§ **Provided data**
>> START
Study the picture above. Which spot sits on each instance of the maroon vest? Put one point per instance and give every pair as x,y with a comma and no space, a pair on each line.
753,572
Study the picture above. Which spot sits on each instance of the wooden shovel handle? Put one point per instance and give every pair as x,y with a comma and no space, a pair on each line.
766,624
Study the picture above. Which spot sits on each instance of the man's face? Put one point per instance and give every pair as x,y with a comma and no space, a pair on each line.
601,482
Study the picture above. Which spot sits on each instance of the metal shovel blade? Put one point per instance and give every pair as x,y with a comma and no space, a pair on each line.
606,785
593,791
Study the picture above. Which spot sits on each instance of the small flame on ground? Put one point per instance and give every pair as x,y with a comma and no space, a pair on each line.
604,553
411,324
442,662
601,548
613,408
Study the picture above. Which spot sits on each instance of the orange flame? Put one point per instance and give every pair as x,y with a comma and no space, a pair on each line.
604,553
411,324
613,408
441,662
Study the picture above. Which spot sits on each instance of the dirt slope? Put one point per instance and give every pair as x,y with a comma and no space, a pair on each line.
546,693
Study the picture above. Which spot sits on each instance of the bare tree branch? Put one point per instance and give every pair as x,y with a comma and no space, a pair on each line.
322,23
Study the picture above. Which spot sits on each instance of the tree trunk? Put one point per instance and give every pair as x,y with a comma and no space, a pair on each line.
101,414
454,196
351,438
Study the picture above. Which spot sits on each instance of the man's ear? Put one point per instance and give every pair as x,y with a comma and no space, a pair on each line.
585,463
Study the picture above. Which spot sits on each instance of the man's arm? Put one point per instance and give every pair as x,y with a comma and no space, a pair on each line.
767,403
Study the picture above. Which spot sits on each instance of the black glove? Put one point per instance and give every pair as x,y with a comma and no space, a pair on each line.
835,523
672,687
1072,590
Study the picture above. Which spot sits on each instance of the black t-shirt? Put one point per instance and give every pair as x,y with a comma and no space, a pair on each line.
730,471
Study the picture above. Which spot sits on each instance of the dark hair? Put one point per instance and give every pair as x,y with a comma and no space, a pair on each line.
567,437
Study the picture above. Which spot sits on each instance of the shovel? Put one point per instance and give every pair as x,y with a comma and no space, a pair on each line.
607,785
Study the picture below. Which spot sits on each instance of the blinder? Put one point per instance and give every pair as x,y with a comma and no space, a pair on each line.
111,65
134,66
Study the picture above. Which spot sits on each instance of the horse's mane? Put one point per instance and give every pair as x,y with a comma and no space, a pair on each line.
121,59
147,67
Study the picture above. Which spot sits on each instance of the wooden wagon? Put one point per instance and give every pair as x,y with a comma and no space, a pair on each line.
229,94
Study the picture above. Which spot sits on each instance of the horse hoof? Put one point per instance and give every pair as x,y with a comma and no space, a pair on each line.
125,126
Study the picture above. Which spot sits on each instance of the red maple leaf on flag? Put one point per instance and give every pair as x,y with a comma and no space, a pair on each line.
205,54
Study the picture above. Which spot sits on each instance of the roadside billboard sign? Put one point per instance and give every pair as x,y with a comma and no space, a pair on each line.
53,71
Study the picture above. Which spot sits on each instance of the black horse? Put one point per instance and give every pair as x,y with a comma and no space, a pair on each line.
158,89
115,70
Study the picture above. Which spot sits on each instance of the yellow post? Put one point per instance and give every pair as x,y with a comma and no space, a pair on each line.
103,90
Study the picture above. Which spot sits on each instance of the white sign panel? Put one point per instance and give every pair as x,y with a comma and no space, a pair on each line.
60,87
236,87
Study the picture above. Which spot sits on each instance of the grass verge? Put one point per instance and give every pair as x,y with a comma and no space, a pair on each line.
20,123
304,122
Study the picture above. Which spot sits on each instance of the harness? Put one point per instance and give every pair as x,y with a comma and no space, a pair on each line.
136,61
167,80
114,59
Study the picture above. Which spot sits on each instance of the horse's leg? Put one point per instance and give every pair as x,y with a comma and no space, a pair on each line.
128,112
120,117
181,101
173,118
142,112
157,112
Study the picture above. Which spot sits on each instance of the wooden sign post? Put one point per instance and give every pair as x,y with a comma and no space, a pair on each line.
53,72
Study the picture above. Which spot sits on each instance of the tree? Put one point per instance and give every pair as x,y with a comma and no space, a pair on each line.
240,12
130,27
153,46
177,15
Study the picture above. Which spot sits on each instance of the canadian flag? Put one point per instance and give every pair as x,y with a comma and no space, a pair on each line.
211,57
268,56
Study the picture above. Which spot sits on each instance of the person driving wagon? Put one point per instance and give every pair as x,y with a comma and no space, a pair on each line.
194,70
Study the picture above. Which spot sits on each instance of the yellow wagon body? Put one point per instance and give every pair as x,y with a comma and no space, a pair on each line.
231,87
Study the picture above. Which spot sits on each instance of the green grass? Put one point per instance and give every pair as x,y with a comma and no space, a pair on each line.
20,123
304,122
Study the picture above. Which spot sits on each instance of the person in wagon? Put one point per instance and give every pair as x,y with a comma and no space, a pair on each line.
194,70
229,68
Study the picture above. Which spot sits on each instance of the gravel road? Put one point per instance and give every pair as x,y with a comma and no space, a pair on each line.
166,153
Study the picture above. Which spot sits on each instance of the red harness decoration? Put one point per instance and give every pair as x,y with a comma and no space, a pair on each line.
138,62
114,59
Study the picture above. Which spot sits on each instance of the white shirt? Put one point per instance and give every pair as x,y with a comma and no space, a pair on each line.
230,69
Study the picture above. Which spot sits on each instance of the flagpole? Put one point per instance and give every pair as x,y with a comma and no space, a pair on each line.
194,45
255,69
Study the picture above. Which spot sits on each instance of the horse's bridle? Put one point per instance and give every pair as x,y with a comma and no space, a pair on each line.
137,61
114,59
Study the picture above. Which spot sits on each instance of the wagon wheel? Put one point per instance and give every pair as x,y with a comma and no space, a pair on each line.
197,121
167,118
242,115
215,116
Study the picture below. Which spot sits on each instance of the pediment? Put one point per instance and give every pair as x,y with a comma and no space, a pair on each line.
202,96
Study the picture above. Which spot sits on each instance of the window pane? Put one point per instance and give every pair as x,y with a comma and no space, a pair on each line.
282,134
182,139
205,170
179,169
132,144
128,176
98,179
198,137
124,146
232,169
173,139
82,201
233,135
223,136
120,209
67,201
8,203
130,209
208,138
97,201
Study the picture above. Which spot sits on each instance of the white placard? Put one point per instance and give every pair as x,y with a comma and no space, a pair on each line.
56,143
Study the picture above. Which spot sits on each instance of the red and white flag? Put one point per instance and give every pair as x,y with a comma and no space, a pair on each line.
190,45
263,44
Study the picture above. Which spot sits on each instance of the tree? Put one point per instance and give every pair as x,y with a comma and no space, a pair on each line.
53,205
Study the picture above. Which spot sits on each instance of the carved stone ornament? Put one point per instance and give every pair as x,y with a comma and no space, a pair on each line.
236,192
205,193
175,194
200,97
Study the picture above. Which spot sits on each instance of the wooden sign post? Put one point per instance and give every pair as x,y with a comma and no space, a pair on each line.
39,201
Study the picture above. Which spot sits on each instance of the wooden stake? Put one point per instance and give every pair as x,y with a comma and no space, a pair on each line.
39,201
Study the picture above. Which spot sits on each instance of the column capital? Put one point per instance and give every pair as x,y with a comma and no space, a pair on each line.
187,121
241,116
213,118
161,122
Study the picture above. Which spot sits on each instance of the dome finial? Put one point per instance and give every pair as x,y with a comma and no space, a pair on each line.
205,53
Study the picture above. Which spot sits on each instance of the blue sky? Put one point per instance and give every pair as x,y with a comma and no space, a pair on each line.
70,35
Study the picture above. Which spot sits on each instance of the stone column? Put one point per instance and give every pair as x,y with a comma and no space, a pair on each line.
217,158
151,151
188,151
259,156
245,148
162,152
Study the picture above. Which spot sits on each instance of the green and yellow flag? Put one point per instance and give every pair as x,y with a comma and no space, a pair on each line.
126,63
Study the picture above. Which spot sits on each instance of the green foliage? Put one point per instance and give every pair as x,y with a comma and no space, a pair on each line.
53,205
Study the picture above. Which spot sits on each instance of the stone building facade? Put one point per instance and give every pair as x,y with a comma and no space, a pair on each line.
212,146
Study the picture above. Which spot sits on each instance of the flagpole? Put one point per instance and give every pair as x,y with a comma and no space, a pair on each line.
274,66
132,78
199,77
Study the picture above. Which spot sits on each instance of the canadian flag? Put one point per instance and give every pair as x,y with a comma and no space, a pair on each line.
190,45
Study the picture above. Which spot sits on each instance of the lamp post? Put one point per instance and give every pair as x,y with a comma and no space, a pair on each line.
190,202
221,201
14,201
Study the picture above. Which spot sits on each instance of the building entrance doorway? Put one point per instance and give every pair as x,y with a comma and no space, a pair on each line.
>> END
§ **Objective**
Starting with the line that contains "the green and", write out each line through the end of the listing, exactly as it appears, and include nothing else.

§ **Solution**
Study the picture above. Which spot sits on each instance of the green and yellow flag? Put one point per instance and give every pair as x,y with a comma and no space, a pair on each line.
126,63
Study the picture above. Which spot sits on each instance of the green foliage? Put one point per instance and give every pair as x,y with a comma and no space, a pair on each line.
53,205
Study the picture above. Which spot sits on each instance of the stone building facade? Put one point per instance and give every pair as x,y with a comma and no space, a pair on each line.
212,146
Study the picture above. Which spot sits on each instance of the flagpole? Put one point per instance and give every pair as x,y with a comma and no space, a pair on each line.
274,66
132,78
199,77
Study the picture above. Which spot sits on each instance of the canadian flag? Put one point per instance and give every pair as x,y with a comma and no space, a pair on each line.
190,45
Study the picture above. Which spot sits on each instance of the lamp post? Put one point per instance and give every pair as x,y with a comma and no space, a pair on each line.
190,202
221,201
14,201
Study the picture above. Which spot sits on each instance of the building entrance doorway? Put one point per instance and give every pair as x,y with a comma and no space, a pair on each line.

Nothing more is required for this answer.